═══ EXERCISE DATA
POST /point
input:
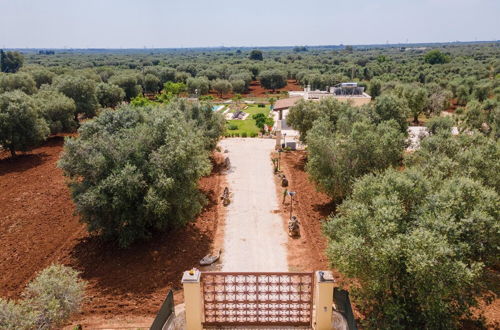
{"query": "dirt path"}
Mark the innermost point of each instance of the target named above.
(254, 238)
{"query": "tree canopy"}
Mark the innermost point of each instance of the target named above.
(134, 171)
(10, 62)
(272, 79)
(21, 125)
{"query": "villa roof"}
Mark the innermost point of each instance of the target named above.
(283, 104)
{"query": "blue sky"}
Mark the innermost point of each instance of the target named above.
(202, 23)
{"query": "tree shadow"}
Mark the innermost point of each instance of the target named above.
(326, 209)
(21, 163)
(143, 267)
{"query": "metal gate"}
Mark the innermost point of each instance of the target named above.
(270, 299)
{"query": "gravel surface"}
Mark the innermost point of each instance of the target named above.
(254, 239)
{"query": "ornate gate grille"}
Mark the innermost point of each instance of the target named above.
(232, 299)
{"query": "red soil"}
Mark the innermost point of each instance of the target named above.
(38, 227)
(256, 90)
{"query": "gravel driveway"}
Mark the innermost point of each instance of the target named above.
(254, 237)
══════
═══ EXERCISE DATA
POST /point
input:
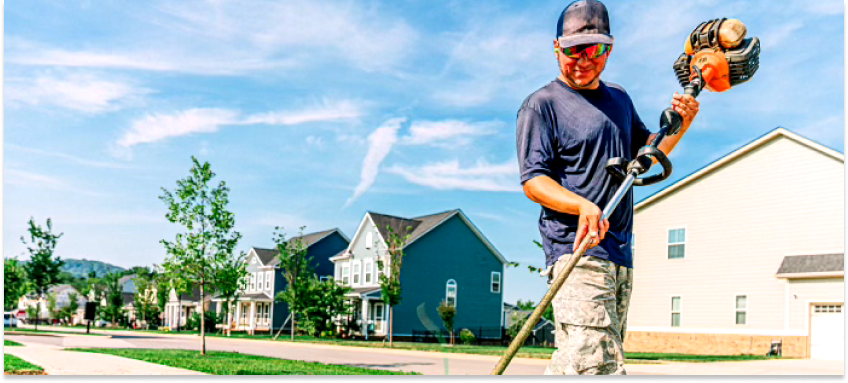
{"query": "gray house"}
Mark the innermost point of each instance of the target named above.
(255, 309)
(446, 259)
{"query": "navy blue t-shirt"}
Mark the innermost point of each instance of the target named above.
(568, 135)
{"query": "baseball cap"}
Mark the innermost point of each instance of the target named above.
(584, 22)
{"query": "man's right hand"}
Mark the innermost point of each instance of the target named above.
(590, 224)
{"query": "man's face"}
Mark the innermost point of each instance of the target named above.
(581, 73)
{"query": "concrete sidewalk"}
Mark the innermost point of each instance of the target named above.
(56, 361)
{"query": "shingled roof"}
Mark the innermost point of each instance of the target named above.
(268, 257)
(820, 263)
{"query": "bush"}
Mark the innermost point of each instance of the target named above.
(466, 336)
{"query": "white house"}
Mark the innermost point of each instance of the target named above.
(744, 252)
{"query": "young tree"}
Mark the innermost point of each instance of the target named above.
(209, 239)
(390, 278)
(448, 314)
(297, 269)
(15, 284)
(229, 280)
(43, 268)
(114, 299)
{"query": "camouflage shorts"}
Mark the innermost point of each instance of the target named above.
══════
▶ [TASK INSTRUCTIONS]: Pull out each line of the records above that contains the word "blue".

▶ [THE COMPLETED TASK]:
{"query": "blue sky"}
{"query": "navy blue t-shirt"}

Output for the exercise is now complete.